In [None]:
# Load Data
import pandas as pd
data = pd.read_csv('titanic_data.csv')
Data = data.drop(['Survived'], axis=1).values
Y = data['Survived'].values
feature_name = ['Pclass', 'Sex', 'Age', 'Siblings/Spouses Aboard', 'Parents/Children Aboard', 'Fare']

In [None]:
# One-Hot Encoding
import numpy as np
def One_Hot_Encode(x, j = -1):
    x = x.tolist()
    # Transformation for Pclass
    x[0] = np.identity(3)[int(x[0]-1)].tolist()
    # Transformation for Sex
    x[1] = np.identity(2)[int(x[1])].tolist()
    # Transformation for Age
    bins = np.linspace(0, 81, 5)
    binning = np.digitize(x[2], bins) - 1
    x[2] = np.identity(len(bins)-1)[binning].tolist()
    # Transformation for Siblings/Spouses Aboard
    x[3] = np.identity(9)[int(x[3])].tolist()
    # Transformation for Parents/Children Aboard
    x[4] = np.identity(7)[int(x[4])].tolist()
    # Transformation for Fare
    bins = np.linspace(0, 50, 6).tolist() + np.linspace(70, 520 , 11).tolist()
#     bins = np.linspace(0, 520, 26).tolist()
    binning = np.digitize(x[5], bins) - 1
    x[5] = np.identity(len(bins)-1)[binning].tolist()
    if j >= 0:
        x.pop(j)

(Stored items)
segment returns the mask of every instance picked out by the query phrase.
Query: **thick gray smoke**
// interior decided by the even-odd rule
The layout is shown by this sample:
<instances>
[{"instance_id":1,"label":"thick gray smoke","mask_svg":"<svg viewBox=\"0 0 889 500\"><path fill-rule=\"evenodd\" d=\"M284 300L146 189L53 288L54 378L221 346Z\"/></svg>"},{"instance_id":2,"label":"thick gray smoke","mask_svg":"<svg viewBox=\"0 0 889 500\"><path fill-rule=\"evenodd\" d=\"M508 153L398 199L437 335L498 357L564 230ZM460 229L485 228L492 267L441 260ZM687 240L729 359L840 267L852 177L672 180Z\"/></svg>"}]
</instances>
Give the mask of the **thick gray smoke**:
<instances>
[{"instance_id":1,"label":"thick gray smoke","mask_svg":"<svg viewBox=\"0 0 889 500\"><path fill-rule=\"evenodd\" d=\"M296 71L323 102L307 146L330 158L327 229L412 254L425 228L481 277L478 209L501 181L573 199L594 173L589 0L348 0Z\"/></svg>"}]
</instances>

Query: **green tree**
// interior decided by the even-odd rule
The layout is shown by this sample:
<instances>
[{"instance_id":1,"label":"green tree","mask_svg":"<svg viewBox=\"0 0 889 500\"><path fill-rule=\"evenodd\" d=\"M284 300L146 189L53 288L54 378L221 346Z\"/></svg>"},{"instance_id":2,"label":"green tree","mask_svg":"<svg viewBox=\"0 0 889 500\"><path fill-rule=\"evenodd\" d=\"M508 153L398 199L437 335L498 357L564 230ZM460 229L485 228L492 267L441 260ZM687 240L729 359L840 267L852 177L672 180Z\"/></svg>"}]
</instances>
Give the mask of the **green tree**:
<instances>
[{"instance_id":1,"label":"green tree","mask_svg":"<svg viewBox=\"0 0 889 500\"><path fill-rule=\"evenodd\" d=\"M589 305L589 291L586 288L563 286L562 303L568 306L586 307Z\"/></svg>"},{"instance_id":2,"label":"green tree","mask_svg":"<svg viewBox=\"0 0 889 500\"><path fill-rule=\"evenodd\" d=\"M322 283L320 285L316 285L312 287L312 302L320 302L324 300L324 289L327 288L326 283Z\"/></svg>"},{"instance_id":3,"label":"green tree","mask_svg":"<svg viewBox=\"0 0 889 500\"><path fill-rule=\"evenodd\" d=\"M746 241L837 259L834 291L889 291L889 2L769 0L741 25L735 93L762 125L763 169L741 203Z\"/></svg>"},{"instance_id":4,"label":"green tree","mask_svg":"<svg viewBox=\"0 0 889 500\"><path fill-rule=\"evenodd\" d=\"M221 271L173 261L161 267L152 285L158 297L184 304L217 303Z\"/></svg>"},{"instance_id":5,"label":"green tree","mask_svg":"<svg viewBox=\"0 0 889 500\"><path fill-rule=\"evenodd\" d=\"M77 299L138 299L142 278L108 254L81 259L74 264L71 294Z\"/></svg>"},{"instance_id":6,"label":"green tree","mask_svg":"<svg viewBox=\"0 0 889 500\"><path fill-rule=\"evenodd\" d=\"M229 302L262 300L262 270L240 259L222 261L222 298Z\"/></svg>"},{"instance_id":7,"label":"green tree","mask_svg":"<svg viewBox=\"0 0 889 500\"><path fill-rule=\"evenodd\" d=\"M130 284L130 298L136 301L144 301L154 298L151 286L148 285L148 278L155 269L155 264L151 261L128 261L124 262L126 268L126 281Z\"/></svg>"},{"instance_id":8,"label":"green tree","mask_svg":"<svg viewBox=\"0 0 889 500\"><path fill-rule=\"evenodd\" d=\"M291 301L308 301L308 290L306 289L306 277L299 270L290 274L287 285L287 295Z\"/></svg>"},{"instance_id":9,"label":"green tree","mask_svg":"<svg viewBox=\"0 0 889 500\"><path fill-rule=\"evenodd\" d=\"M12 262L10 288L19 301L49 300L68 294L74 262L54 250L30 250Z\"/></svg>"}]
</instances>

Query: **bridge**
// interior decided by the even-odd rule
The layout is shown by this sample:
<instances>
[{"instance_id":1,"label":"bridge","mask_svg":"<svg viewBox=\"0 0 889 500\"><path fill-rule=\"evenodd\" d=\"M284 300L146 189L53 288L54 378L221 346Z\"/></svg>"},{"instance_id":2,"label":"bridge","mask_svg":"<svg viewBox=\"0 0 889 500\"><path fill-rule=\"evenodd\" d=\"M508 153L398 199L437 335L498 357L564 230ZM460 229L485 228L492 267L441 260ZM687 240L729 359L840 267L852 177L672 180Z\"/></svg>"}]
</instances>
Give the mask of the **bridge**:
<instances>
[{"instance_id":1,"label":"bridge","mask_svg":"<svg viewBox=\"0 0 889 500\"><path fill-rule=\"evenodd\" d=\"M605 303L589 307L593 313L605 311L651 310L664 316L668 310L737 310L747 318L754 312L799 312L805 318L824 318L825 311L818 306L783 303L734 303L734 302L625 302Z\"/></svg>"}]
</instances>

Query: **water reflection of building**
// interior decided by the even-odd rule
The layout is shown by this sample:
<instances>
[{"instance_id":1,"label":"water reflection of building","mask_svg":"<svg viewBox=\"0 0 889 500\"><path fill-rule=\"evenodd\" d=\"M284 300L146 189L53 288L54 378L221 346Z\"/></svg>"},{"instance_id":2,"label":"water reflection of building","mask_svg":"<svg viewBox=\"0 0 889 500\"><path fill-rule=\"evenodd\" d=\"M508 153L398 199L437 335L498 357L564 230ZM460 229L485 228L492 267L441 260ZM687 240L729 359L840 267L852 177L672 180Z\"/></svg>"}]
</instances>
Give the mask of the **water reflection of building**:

▸ Directives:
- a) Quote the Titanic encoding code word for word, beginning at the words "binning = np.digitize(x[2], bins)" and stopping after "np.linspace(0, 520, 26).tolist()".
- b) Pull out each line of the records that contains the string "reflection".

▸ Problem solutions:
- a)
binning = np.digitize(x[2], bins) - 1
    x[2] = np.identity(len(bins)-1)[binning].tolist()
    # Transformation for Siblings/Spouses Aboard
    x[3] = np.identity(9)[int(x[3])].tolist()
    # Transformation for Parents/Children Aboard
    x[4] = np.identity(7)[int(x[4])].tolist()
    # Transformation for Fare
    bins = np.linspace(0, 50, 6).tolist() + np.linspace(70, 520 , 11).tolist()
#     bins = np.linspace(0, 520, 26).tolist()

- b)
Query: **water reflection of building**
[{"instance_id":1,"label":"water reflection of building","mask_svg":"<svg viewBox=\"0 0 889 500\"><path fill-rule=\"evenodd\" d=\"M284 300L146 189L53 288L54 378L221 346Z\"/></svg>"},{"instance_id":2,"label":"water reflection of building","mask_svg":"<svg viewBox=\"0 0 889 500\"><path fill-rule=\"evenodd\" d=\"M508 153L398 199L437 335L498 357L564 230ZM460 229L485 228L492 267L441 260ZM687 240L729 359L840 267L852 177L672 180Z\"/></svg>"}]
Give the mask of the **water reflection of building**:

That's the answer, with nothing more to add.